Your objective
For the listing below, output exactly the lines from the line with "[locate] the wispy" up to and including the line with "Target: white cloud", and no other lines.

Task data

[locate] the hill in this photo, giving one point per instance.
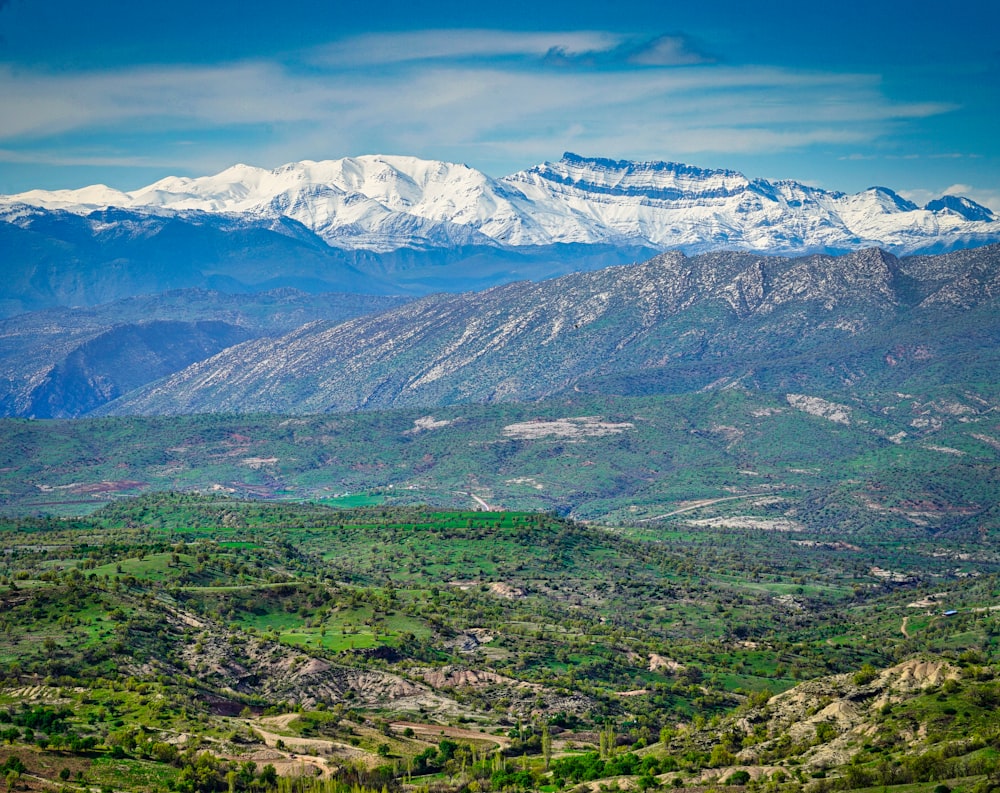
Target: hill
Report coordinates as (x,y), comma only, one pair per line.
(181,642)
(677,324)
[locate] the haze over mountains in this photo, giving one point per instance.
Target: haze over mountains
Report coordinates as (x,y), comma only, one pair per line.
(391,225)
(246,282)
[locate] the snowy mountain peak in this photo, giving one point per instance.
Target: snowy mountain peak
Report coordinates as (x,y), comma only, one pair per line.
(965,207)
(388,202)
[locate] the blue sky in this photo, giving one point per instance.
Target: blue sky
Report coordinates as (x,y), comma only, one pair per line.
(844,96)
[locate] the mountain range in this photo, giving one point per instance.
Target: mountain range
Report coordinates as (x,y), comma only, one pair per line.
(401,225)
(673,324)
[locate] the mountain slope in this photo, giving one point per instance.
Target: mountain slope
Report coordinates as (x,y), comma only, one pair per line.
(64,362)
(383,203)
(729,314)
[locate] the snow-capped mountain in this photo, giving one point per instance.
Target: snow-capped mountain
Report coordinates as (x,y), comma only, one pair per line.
(387,203)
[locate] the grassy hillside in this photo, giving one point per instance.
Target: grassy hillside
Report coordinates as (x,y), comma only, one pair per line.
(893,469)
(188,642)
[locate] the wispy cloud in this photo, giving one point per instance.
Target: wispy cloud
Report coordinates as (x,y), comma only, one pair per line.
(493,94)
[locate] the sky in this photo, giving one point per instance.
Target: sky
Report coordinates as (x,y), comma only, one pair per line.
(843,96)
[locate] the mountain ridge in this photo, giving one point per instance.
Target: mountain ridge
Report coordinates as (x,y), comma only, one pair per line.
(388,202)
(730,313)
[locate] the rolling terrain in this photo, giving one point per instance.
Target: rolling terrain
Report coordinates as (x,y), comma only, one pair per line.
(856,321)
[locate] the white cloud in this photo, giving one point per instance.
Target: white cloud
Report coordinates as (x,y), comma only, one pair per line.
(442,93)
(380,49)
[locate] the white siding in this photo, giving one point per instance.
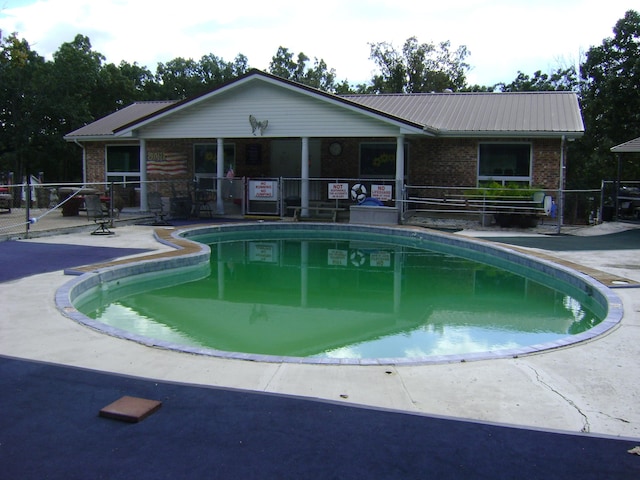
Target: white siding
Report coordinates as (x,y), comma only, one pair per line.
(290,114)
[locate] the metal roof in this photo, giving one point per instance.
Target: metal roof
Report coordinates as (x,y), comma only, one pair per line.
(440,114)
(106,126)
(535,113)
(630,146)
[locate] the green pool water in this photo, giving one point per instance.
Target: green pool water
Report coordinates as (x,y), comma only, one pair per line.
(341,298)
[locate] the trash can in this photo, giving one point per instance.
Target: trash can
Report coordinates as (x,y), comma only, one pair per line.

Response to the task
[locate] the wispy cloud in this photo, giving one point per instance.
Target: wispy cloud
Report coordinates as (x,y), comma only, one pair per line.
(493,94)
[locate] the sky in this photo, giving one point per instance.
Target: sky
Report coordinates as (x,y), comma only, one pair per line.
(843,96)
[locate] the mountain ridge in this photo, giving one point per instance.
Target: mountain ridge
Report coordinates as (x,y), comma only, one pair per line.
(388,202)
(730,313)
[locate] the rolling terrain in this photo, giving one point per instance.
Target: rolling terrain
Report coordinates as (x,y), comma only, one pair per line.
(856,321)
[locate] the white cloud in this photo, giving one point per instance.
Target: white cloud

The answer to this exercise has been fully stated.